[Natural language region descriptions]
- - -
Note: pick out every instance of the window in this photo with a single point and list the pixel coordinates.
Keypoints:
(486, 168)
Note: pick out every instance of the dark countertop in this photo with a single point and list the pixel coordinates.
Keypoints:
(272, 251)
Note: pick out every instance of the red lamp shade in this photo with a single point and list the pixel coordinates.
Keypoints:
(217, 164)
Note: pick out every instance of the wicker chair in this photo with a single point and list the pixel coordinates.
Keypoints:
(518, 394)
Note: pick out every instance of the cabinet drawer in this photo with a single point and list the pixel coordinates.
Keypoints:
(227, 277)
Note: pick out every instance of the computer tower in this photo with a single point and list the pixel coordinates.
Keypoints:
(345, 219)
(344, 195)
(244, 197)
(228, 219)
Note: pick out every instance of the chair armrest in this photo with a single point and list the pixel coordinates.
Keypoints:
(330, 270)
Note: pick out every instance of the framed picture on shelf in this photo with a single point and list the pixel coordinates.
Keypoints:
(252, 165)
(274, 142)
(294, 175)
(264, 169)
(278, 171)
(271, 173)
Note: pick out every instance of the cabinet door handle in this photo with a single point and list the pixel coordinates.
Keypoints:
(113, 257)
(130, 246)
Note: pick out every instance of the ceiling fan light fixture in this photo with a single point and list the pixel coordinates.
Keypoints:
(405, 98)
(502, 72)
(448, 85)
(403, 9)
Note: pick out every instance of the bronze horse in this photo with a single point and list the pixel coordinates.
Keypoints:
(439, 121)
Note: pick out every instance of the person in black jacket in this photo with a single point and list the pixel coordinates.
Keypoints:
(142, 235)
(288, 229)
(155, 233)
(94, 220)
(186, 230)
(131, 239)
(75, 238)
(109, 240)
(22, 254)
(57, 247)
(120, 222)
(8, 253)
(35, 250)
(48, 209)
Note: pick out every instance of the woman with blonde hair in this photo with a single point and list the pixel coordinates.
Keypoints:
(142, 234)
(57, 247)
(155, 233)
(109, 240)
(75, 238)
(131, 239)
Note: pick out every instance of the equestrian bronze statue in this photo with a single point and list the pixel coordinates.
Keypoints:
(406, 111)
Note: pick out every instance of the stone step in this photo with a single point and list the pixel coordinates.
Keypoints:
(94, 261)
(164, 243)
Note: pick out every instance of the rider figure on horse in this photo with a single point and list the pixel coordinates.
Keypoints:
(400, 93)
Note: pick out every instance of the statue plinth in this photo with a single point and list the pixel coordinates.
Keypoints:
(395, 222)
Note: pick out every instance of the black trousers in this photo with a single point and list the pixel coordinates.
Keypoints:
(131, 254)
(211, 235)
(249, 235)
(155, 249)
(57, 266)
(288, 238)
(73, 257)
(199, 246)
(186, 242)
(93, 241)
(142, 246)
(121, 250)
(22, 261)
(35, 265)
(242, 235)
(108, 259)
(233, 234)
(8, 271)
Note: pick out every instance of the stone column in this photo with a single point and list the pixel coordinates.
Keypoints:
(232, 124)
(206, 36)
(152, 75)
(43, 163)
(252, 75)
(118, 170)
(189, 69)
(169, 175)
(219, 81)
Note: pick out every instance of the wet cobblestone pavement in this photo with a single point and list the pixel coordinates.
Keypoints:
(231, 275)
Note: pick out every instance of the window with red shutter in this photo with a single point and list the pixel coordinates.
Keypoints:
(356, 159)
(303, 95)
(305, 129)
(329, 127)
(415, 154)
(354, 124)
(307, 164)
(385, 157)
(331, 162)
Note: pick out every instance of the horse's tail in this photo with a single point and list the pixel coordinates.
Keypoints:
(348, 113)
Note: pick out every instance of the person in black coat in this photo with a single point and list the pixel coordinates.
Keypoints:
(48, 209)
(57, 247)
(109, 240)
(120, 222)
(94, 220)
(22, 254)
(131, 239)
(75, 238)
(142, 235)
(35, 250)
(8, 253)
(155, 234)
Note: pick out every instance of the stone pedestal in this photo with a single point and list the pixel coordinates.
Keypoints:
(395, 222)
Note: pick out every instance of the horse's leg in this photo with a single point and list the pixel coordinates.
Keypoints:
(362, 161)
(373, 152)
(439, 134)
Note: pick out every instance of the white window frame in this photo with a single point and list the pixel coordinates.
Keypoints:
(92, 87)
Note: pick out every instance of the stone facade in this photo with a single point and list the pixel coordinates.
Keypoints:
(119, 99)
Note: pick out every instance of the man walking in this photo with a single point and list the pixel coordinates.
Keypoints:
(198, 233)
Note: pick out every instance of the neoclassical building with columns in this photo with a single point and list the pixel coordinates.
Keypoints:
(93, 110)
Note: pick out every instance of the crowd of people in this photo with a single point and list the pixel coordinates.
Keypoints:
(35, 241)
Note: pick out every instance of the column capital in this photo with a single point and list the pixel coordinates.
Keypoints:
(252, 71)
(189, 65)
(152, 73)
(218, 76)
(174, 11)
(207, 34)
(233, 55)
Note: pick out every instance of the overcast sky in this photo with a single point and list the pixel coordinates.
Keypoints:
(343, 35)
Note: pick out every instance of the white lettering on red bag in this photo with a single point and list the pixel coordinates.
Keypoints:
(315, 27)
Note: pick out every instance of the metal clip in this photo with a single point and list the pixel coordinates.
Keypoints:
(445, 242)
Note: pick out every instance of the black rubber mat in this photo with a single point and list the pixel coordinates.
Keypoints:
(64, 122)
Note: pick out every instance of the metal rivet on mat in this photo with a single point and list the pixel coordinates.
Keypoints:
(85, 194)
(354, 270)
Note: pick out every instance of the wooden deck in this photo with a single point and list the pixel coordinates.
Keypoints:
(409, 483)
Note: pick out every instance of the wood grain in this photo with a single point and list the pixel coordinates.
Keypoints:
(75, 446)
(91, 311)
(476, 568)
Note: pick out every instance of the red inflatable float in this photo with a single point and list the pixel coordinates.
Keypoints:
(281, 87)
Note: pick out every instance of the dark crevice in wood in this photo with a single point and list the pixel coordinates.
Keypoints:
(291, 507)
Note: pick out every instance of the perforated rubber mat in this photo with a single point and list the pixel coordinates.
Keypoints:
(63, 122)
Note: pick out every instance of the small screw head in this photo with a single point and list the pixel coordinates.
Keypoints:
- - -
Try it:
Counting only lines that contain "white", what is the total for the entries above? Give the number alone.

Written solution:
2